Readers’ Questions are in partnership with Emanaged and Online Seller Consulting.
Five years ago, we started selling kitchen products on Amazon.de. We started with about 500 SKUs and doubled this to 1,000. We then got rid of 500 SKUs that didn’t sell well, and listed new products. At the moment we are at about 800 SKUs, and always sell between 14,000 and 15,000 units a month.
We also have a top seller that sells 2,000 units every month. We had two months where we weren’t able to stock this product so didn’t sell a single unit, yet we still sold between 14,000 and 15,000 units overall those months.
If we have some weeks above average then the next few weeks are below average. We do not change prices much and we do not change our sponsored ads. This is really frustrating as we have the resources to grow, but no matter what we do, we always have the same amount of sales every month.
Do you know anything about Amazon controlling sales, to keep sellers on a certain level?
— Bernd M., Austria
Pattern recognition
Hi Bernd!
Sounds like an interesting topic to explore. It’s worth mentioning, I don’t have Jeff on speed dial and sadly don’t have any manner of inside knowledge on Amazon’s complex search and ranking algorithms. Besides, if I did have him on speed dial, I’d probably ask about those interesting Alexa eavesdropping stories.
One thing I can say with certainty – it’s easy to read too much into the tea leaves. We have an innate need to find patterns in the randomness. But to take advantage of patterns we may or may not see, we need to be constantly trying new ideas. That means an ongoing cycle of changes.
A quick tally
Lets first summarize the key starting points and try to keep these in mind throughout:
- You had 500 unique SKUs.

Your objective. Continue the Amazon seller advice column from its last line.

Raw data.
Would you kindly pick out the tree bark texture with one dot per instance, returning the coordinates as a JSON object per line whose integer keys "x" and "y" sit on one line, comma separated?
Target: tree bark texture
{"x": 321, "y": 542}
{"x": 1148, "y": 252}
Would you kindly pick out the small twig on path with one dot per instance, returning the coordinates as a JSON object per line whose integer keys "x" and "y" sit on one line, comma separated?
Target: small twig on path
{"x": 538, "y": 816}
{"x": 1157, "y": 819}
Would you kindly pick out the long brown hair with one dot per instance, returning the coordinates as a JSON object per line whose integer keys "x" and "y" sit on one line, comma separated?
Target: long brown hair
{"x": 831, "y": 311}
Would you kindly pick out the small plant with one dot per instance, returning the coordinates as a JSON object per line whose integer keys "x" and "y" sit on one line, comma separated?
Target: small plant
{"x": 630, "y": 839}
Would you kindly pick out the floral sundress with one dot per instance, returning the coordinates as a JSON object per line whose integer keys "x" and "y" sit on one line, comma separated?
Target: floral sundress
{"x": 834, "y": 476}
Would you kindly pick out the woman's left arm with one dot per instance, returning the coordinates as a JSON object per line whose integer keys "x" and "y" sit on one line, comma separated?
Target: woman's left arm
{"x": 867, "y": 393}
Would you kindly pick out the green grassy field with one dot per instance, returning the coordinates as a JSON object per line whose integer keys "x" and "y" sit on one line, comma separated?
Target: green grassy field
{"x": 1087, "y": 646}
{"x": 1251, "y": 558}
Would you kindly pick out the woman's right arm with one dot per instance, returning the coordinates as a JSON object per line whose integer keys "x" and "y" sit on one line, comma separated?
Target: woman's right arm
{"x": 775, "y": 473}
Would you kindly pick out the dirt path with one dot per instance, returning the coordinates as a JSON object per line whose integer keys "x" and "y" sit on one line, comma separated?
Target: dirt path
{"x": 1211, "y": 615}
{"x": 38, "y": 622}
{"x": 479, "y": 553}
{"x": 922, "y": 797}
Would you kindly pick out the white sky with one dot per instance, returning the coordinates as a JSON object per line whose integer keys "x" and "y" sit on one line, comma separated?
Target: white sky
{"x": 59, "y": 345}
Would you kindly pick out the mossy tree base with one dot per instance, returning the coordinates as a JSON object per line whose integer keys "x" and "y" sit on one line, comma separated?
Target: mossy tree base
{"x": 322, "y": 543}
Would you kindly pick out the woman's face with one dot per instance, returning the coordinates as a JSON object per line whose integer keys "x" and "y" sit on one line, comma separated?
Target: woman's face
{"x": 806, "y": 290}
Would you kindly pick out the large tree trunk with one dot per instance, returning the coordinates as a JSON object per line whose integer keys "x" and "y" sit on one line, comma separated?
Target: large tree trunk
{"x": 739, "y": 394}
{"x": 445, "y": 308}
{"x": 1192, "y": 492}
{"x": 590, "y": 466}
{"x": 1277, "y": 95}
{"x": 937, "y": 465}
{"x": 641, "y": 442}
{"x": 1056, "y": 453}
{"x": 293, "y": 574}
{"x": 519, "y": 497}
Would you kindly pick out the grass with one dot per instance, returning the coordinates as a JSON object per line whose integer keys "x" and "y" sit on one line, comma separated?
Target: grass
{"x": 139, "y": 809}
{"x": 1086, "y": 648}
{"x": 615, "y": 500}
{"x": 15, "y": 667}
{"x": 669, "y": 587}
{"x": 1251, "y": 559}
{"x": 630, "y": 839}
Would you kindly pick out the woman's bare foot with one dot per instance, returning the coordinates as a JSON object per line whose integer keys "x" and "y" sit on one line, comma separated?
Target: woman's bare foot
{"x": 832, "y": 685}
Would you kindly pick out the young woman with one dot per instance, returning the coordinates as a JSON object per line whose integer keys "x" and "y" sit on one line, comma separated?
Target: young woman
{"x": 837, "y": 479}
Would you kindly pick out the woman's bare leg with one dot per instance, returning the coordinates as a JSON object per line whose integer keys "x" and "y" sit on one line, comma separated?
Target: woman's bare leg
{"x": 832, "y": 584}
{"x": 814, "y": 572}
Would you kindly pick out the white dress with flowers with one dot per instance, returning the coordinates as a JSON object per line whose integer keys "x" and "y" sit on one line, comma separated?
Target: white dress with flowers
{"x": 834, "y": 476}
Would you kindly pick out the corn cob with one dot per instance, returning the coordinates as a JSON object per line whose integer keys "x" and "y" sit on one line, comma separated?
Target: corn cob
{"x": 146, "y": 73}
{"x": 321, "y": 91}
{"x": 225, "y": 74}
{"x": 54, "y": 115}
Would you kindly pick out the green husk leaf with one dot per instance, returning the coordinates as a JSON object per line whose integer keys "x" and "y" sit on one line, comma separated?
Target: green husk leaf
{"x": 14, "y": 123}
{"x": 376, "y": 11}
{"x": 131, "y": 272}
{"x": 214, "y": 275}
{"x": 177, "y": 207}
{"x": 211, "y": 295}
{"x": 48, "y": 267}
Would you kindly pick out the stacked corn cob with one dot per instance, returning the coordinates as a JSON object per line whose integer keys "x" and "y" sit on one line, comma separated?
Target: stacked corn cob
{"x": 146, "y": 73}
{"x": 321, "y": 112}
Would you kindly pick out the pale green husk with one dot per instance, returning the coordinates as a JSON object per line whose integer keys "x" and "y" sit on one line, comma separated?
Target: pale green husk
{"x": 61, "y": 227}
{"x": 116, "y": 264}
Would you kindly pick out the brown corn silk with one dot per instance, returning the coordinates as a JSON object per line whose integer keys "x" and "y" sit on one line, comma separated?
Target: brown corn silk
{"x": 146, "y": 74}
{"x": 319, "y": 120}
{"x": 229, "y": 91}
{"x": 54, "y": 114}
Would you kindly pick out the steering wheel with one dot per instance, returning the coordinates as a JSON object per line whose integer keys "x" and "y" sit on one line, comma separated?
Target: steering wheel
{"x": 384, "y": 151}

Answer for this exercise.
- You added 500 more SKUs.
- You cut some under-performing SKUs, resulting in a net 800 left over.
- Despite the SKU cut and 300 new additional items, you continue to sell the same units per day.
- You have weekly sales peaks and troughs, but seem to have a predictable average each month
- You keep advertising and pricing fixed.
- Your top seller consistently sells well, except for a 2 month hiatus.
In conclusion, you don’t get why sales remained virtually the same during this journey. You figure, given the steps taken, you should have seen something: changes. Things will never be the same, oh yeah? Wait, sorry, that’s a Tupac song.
The Top Seller Song
Let’s first pluck out the top seller topic. This is the abnormality. Everything else should change, yet doesn’t. You couldn’t get stock, so your overall sales should have been down around 2,000 units per month. But instead they were flat.
I have had this kind of conversation with a lot of sellers. A belief there is something “going on” with Amazon “at times”. A gut feeling something is wrong, or working against them in cycles. I don’t blame anyone for thinking like this. It’s a human desire to want to make sense of things. Two sales less than yesterday? It must be because of the thunderstorm. Eight sales more this week? Must be that error I fixed on the image. No sales yesterday? Amazon must have downgraded me somehow! We by our very nature want to explain things, and believe every event has a legitimate, traceable reason.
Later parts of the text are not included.